* _Data provided_:
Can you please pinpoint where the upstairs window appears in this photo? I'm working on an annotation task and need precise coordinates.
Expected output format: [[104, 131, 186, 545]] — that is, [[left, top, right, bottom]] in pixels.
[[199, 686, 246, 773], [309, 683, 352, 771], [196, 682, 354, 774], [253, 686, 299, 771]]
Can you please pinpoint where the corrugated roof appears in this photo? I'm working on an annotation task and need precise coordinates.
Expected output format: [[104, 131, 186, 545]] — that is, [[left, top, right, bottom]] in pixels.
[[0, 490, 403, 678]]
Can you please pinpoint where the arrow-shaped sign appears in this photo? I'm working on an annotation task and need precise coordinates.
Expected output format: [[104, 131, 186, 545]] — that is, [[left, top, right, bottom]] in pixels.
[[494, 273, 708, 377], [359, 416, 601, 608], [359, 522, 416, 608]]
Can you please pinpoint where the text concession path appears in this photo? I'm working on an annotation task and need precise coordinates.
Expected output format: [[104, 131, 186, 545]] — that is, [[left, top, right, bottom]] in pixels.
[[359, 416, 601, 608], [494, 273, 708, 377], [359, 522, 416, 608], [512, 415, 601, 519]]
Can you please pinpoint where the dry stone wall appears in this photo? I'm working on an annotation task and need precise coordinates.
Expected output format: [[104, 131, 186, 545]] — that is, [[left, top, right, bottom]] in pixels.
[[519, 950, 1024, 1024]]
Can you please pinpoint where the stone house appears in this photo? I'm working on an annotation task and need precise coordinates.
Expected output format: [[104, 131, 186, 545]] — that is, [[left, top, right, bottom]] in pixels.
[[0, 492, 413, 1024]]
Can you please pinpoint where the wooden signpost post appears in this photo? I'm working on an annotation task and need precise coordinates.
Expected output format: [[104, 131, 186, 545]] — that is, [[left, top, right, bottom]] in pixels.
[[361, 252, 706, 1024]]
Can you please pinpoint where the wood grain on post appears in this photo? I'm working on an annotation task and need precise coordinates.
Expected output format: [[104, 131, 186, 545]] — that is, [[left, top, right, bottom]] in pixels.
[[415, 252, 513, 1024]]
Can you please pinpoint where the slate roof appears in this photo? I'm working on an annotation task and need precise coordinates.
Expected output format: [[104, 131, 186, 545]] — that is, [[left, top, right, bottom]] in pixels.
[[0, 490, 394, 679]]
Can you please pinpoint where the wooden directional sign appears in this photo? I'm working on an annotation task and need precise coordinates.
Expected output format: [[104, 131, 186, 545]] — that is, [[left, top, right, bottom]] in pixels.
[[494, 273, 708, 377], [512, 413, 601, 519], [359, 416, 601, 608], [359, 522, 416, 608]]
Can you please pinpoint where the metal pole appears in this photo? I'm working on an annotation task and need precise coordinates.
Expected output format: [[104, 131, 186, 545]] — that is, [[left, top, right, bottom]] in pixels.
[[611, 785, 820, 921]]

* _Prompt_: Reproduce every line of the data above verbatim, with no character altered, added, or omitted.

* _Answer for the task_:
Can you please pinpoint where the upstairs window appears in this photo? I'm working on an annotation task and need precise coordinates.
Expected output format: [[104, 131, 186, 545]] — that is, [[left, top, right, bottom]] in pixels.
[[199, 686, 246, 773], [309, 683, 352, 771], [196, 682, 354, 774], [253, 686, 299, 771]]
Can you please pinpoint where the corrugated roof appears in this photo? I'm working on an annotation task and need precise coordinates.
Expected output format: [[104, 131, 186, 545]] — that is, [[left, top, right, bottom]] in pixels.
[[0, 490, 403, 678]]
Can you please pinpoint where the arrow-shaped sign appears in this photo? I'm working on an annotation task and need precise coordinates.
Expected output format: [[104, 131, 186, 545]] — that is, [[left, top, right, bottom]] in pixels.
[[494, 273, 708, 377], [359, 416, 601, 608], [359, 522, 416, 608]]
Can you please pinpoint where the text concession path appears in this photo? I'm working on an annotation task and need precise coordinates.
Expected output format: [[104, 131, 186, 545]] — that is, [[left, top, right, bottom]] in pixels.
[[359, 416, 601, 608], [494, 273, 708, 377], [359, 522, 416, 608], [512, 415, 601, 519]]
Can you please pinpoint where the dry stone wall appears in this photo? I'm working on an annotation task and need precise coordinates.
Expected output format: [[104, 131, 186, 545]] — that is, [[left, top, right, bottom]] in pixels.
[[519, 950, 1024, 1024]]
Can you please pinpoint where the stone house appears in this photo? I'm working on an annotation task and need precise coordinates.
Expected output format: [[104, 131, 186, 545]] — that is, [[left, top, right, bottom]] in pixels.
[[0, 492, 413, 1024]]
Can you please pinpoint where the wooden signpost post appears in this photo? I'm working on an annotation task and need precise coordinates.
Expected output format: [[104, 131, 186, 545]] — that is, [[left, top, right, bottom]] in pixels.
[[361, 252, 706, 1024]]
Can you please pinpoint where the wood grain on post appears in this photo? I'm working on an annotation task and need precise coordinates.
Expected output format: [[104, 131, 186, 545]] — that is, [[left, top, right, bottom]] in pixels.
[[415, 252, 513, 1024]]
Can you please pinpoint where the slate roof appears in this photo? I'm working on an annotation task and need precise coordinates.
Expected output format: [[104, 131, 186, 545]] — that is, [[left, top, right, bottom]] in pixels.
[[0, 490, 394, 679]]
Can you please pinpoint where the wooden directional sign appears in this photo? I'm working on an annotation task and need precise coordinates.
Expected output format: [[104, 131, 186, 545]] — that is, [[left, top, right, bottom]] in pixels.
[[494, 273, 708, 377], [512, 413, 601, 519], [359, 416, 601, 608], [359, 522, 416, 608]]
Can you please pinpoint where the metal pole appears in this photo? I'm working on an annotation task and need precise coordinates.
Expected output format: [[104, 131, 186, 545]] — that is, [[left, top, right, bottom]] in pixels.
[[611, 785, 820, 921]]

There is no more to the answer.